TEXT EXTRACT

==========

It is quiet, really quiet. Here in the Hondon, I own every sound that carries up, down and across the valley. The early morning traffic has stopped; today is Fiesta de Asunción María, so there is no work. No big trucks from the quarries carrying the huge blocks of granite and marble. Not on fiesta.
No farmers' tractors making their way from field to field, no barking dogs behind – even the loud, flashy parallel lines of ciclistas are at home with their racing bikes today. It is fiesta. No Mercadona for the expat couples to drive to for shopping – no markets – no café con leche at the bar – not yet – maybe later. It is fiesta.
At this time even the birds respect the silence. Earlier there were a few gun shots that ricocheted down from the hills above; always there is some hunting going on. But not now.
An hour ago, there was a farmer out on the other side of the Chicamo; I could see him in his orchard, moving slowly from tree to tree. I could make out the movements of the long pole in his hands well before I heard the dull crack of the wood against the branches as he knocked the almonds to the ground. But even he has rolled up his cloth, shouldered his pole and gone back home. It is fiesta.
Now there is a church bell, maybe from Macisvenda, maybe from further away, perhaps Barinas – it depends on the wind.
And now a few words of conversation that carry over the valley, floating, disjointed, a blue shirt moving in the trees and now gone again. More quiet.
I used to wonder how my Father could sit so quietly in his later years, left arm folded under the right, chin resting in his hand, eyes closed, not sleeping but lost in thought, or memory. For most of my life I could not tolerate sitting in such a way without a newspaper or book in my hand. I had to be doing something. But these days I find myself sitting the same way, looking back inside myself, moving from room to room in my mind, taking out a memory here and there, dusting it off and then replacing it back where I can find it once again – dimentia permitting of course. The quiet helps this process; nothing to disturb the filing.
When I was twenty-something I remember taking some battery of tests to figure out what I was good at – maybe it was at business school. I should not say “good at” but rather what I expressed a preference towards! And the result that stuck in my mind was “creating order out of chaos”. That's a fancy way of saying that I liked filing.

==========

[Items from a data source]
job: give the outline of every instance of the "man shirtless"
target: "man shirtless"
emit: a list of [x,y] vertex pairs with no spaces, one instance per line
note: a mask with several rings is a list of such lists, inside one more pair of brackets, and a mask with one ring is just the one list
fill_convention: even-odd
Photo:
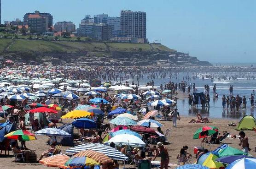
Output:
[[245,153],[249,153],[249,142],[248,137],[245,136],[245,133],[244,131],[240,131],[239,132],[239,136],[240,136],[240,140],[241,142],[239,143],[239,146],[242,146],[243,151]]

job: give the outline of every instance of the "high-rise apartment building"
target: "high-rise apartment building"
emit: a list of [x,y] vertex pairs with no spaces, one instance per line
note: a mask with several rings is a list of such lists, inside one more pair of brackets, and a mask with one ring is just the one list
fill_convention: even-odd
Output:
[[38,15],[42,17],[44,17],[45,18],[47,18],[47,27],[51,27],[52,26],[52,20],[53,20],[53,16],[51,14],[48,13],[40,13],[39,11],[35,11],[34,13],[27,13],[23,17],[23,21],[24,22],[29,22],[29,16],[30,15]]
[[121,11],[121,35],[127,37],[143,38],[146,41],[146,13]]
[[58,22],[54,25],[54,30],[57,32],[76,32],[76,25],[71,22]]

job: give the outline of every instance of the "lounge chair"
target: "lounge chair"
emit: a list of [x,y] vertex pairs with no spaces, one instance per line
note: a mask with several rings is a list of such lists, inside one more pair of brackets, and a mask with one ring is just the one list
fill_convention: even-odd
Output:
[[[12,145],[10,145],[10,147],[11,147],[11,149],[12,149],[12,153],[13,154],[13,155],[15,158],[15,162],[17,161],[17,159],[21,158],[23,160],[23,162],[25,161],[25,158],[23,156],[23,153],[15,153],[14,152],[13,152],[13,151],[12,150]],[[18,156],[19,156],[20,157],[19,158]]]

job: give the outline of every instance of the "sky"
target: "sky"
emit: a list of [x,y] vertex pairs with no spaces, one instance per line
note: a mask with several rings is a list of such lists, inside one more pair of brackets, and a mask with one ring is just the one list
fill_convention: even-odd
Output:
[[86,15],[147,15],[147,37],[211,62],[256,63],[255,0],[1,0],[2,22],[27,12],[50,13],[53,22],[79,26]]

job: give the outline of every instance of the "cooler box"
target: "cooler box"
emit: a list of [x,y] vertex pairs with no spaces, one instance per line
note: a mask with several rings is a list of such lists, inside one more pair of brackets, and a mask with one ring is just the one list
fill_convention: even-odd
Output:
[[151,169],[150,160],[139,160],[138,169]]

==========

GIVEN REQUEST 1
In the passage about the quiet valley, what was the farmer across the Chicamo knocking to the ground with his pole?
GIVEN REQUEST 2
Please set down, word for word, the part of the passage about the quiet valley that opens with the words containing "It is quiet, really" and closes with "later. It is fiesta.".
These records have no connection to the passage about the quiet valley.

CORRECT OUTPUT 1
Almonds.

CORRECT OUTPUT 2
It is quiet, really quiet. Here in the Hondon, I own every sound that carries up, down and across the valley. The early morning traffic has stopped; today is Fiesta de Asunción María, so there is no work. No big trucks from the quarries carrying the huge blocks of granite and marble. Not on fiesta.
No farmers' tractors making their way from field to field, no barking dogs behind – even the loud, flashy parallel lines of ciclistas are at home with their racing bikes today. It is fiesta. No Mercadona for the expat couples to drive to for shopping – no markets – no café con leche at the bar – not yet – maybe later. It is fiesta.